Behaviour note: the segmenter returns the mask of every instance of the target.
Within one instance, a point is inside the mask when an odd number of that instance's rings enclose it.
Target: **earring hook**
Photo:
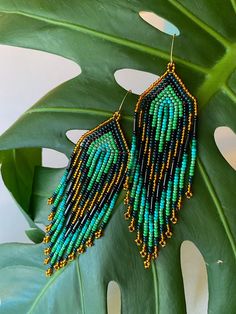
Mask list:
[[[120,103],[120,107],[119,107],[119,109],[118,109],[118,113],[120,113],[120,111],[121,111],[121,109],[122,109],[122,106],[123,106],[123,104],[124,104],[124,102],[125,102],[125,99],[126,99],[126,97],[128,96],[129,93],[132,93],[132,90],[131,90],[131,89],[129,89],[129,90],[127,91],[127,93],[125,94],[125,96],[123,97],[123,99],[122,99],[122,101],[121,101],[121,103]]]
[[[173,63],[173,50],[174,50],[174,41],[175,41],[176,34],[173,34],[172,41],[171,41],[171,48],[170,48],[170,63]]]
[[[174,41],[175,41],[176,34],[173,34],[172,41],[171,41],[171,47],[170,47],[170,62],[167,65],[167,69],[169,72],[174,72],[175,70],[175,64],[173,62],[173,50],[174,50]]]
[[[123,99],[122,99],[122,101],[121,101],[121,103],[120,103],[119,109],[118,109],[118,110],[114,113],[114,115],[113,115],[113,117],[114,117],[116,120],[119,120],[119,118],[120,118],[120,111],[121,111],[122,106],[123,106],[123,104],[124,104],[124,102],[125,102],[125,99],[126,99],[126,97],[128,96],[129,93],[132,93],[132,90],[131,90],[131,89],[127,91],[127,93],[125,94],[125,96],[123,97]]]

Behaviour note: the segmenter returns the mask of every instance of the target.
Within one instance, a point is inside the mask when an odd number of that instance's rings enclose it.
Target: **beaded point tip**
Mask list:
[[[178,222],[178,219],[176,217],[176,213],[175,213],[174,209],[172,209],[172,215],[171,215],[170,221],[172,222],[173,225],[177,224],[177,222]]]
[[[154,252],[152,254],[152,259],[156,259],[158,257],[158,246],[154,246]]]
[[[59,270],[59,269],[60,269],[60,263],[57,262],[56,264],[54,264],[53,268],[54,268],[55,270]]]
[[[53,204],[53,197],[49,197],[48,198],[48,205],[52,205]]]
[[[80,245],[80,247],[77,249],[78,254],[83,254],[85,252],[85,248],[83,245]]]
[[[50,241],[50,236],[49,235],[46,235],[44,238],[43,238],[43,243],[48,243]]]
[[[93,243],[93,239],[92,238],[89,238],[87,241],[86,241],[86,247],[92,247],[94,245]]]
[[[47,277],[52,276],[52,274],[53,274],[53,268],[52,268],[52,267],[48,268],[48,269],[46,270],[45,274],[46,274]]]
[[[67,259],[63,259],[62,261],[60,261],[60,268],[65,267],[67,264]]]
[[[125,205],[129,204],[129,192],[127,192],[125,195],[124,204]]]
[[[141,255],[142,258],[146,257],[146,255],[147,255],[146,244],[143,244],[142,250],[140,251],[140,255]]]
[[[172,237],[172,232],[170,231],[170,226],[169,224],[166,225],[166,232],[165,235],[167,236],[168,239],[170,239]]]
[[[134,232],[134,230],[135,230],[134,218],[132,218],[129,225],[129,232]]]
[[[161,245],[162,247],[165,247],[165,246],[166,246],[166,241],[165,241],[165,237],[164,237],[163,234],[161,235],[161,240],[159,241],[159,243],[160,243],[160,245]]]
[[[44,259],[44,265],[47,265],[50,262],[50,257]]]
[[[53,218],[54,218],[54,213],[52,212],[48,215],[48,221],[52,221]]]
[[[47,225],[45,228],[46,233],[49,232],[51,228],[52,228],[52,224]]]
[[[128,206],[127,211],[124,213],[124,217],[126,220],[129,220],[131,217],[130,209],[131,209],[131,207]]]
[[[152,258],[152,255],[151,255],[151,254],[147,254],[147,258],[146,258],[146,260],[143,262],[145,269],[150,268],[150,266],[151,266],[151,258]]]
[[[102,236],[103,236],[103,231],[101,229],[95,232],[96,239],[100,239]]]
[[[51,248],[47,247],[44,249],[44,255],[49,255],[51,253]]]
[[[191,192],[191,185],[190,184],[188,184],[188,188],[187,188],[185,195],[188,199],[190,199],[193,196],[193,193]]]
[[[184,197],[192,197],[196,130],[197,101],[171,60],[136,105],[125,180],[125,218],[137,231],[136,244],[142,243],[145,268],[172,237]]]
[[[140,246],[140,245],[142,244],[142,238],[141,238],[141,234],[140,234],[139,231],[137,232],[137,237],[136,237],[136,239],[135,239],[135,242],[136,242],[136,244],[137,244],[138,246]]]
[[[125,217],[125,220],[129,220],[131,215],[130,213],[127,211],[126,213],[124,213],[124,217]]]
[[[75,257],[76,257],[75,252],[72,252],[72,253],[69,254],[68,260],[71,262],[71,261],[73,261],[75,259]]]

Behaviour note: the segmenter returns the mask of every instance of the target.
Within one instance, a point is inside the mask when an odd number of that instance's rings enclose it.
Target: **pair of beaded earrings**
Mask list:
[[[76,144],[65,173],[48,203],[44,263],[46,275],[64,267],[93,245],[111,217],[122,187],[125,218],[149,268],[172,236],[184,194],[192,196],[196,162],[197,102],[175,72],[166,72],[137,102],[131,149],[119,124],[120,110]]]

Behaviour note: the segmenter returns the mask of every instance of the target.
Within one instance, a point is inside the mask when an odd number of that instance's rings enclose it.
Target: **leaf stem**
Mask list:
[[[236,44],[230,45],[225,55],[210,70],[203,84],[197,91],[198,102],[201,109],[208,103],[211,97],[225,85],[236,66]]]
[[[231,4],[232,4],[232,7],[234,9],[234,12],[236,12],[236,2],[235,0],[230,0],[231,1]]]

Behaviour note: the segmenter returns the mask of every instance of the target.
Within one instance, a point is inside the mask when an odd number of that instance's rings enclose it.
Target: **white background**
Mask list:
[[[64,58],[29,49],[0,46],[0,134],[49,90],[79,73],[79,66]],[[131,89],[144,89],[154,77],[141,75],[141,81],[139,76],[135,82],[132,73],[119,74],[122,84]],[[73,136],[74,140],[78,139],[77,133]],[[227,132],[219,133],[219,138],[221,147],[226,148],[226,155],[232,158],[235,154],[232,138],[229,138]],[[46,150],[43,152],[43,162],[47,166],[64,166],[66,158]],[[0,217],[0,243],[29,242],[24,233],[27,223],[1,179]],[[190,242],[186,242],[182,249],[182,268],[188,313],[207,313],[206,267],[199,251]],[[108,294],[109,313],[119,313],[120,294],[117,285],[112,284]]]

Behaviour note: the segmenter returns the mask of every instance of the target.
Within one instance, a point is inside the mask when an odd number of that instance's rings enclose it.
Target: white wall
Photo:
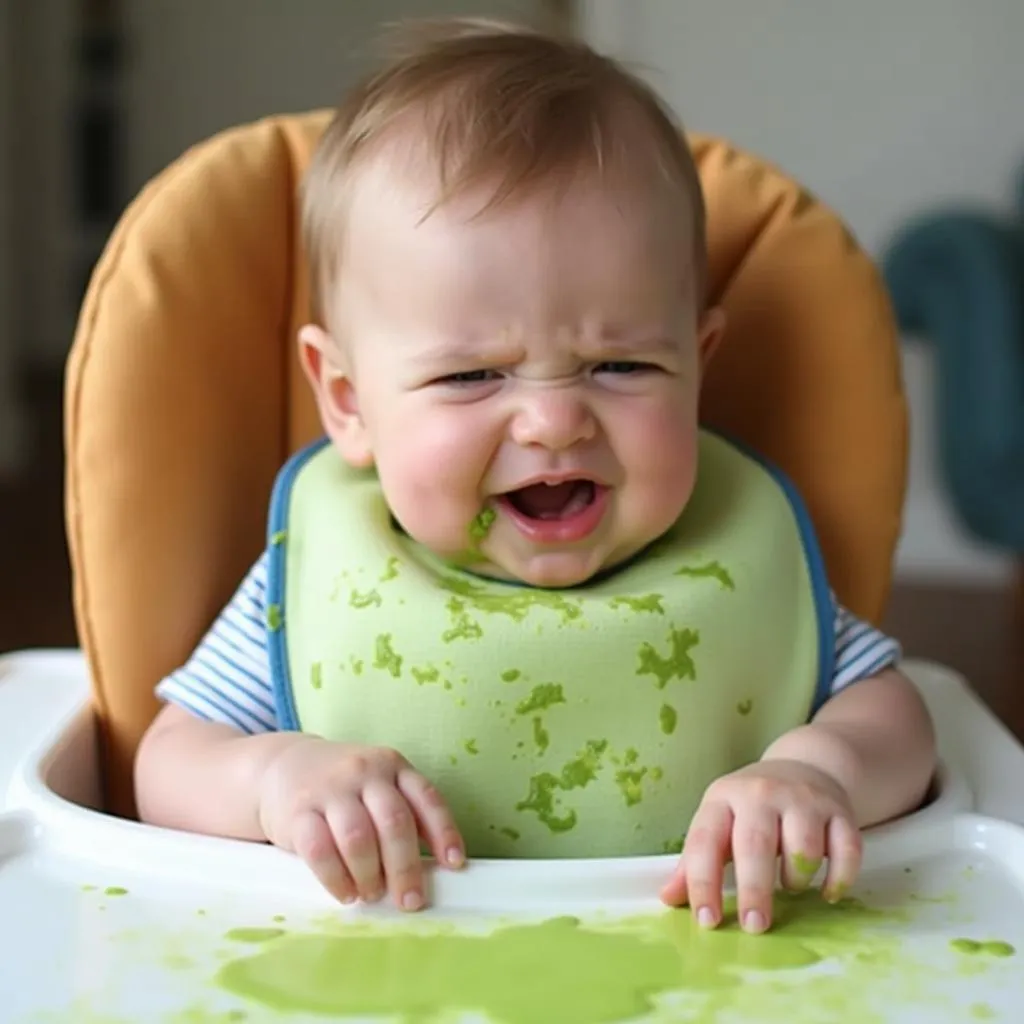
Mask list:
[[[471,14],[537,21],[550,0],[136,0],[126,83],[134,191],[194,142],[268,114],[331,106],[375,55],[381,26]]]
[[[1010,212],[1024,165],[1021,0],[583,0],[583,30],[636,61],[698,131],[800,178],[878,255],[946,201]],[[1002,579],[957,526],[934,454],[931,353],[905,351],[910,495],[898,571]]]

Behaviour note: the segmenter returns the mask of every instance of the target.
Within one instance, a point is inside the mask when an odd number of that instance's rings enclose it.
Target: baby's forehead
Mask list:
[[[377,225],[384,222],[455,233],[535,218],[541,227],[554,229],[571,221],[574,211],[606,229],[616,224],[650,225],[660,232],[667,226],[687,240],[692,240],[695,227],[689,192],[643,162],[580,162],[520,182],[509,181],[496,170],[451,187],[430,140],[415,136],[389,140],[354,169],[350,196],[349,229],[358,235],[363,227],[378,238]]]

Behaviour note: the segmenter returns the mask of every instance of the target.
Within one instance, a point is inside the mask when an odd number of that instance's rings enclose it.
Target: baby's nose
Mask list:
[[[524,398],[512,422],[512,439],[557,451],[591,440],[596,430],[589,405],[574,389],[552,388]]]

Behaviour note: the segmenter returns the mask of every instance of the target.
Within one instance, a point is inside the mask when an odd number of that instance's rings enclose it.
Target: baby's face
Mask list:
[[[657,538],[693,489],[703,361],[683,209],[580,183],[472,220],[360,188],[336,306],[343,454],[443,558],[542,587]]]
...
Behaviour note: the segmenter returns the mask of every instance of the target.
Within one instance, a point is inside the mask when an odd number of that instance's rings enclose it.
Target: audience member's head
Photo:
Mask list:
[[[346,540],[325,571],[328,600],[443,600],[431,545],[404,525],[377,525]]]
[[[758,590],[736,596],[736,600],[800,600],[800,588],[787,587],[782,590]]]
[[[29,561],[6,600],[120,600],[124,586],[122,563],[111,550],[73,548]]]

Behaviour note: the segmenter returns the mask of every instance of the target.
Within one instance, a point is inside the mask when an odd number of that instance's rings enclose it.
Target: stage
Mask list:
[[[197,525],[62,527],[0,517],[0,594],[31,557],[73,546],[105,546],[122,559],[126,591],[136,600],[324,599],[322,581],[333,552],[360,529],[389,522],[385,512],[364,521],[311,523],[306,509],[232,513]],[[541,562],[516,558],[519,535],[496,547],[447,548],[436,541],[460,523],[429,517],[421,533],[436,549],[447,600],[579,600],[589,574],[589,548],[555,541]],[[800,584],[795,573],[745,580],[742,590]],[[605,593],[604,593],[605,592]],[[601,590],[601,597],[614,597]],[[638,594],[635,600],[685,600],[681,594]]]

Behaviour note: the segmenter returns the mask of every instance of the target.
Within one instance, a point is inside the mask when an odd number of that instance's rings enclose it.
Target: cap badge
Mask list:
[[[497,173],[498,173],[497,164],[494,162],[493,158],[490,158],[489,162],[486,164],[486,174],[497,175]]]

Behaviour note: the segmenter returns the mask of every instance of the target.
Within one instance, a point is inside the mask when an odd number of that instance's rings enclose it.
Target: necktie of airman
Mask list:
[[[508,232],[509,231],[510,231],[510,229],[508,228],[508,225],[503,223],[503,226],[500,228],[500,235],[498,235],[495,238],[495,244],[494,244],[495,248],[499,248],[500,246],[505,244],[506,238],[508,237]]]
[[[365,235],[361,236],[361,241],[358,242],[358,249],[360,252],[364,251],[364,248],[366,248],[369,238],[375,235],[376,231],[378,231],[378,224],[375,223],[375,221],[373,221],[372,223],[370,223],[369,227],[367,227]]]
...
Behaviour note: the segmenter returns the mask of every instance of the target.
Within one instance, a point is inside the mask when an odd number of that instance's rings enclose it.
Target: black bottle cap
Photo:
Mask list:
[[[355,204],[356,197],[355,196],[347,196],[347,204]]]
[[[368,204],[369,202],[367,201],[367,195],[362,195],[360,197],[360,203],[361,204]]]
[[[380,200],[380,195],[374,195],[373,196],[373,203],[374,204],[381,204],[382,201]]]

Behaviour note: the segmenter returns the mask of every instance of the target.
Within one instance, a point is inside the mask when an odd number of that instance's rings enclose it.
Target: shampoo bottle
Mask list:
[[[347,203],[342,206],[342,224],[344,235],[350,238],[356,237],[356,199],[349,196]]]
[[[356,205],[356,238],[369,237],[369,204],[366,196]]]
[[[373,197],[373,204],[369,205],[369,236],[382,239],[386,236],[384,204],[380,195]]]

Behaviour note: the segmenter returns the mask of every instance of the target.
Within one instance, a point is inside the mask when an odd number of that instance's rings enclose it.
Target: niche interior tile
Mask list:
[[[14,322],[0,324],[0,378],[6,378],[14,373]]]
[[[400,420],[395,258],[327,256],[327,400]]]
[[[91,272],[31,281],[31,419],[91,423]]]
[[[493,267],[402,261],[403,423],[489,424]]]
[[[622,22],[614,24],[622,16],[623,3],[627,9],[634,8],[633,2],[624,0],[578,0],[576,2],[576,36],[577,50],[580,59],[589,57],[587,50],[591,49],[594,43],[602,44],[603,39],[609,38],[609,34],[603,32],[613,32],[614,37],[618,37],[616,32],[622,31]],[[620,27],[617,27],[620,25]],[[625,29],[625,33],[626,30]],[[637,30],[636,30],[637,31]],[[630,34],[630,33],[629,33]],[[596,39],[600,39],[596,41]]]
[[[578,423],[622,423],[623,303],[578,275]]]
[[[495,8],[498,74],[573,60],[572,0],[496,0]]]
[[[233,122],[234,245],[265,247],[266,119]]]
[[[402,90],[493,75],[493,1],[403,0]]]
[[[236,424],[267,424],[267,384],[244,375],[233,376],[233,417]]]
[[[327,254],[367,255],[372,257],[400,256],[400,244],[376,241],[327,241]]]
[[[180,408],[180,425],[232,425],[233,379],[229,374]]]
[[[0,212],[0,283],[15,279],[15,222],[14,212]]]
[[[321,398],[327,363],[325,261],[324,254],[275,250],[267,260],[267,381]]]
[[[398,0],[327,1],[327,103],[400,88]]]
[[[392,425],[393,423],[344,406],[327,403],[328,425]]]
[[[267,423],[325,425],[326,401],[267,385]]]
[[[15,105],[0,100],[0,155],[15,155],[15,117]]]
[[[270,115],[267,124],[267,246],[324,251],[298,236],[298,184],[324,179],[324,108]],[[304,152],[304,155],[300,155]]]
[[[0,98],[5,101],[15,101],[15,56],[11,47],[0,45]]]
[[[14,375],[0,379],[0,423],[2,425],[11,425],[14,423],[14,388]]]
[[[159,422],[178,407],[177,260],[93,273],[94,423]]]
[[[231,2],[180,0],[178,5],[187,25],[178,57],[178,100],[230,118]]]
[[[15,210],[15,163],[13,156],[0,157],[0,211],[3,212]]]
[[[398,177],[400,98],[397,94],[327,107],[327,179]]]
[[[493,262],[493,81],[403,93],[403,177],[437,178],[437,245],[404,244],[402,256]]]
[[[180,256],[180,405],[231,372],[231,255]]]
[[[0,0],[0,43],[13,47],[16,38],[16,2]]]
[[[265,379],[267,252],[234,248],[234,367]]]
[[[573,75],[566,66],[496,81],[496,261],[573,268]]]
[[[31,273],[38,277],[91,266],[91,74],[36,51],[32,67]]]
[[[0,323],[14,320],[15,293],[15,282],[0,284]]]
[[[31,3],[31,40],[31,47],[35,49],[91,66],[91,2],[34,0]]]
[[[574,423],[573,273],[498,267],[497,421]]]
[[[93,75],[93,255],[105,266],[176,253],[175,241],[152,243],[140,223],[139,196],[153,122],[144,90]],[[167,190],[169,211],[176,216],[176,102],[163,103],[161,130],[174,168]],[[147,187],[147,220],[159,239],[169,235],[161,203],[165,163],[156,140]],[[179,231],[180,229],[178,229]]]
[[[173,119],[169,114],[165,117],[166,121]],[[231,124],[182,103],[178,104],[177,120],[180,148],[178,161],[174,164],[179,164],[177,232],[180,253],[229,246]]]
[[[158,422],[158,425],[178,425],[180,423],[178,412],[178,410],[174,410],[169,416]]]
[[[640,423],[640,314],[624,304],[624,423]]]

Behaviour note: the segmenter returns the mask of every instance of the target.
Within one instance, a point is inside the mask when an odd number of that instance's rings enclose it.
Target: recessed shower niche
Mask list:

■ Required work ■
The lines in the records above that include the word "beaded" must be copied out.

■ Response ■
Target: **beaded point tip**
Target: **pair of beaded earrings**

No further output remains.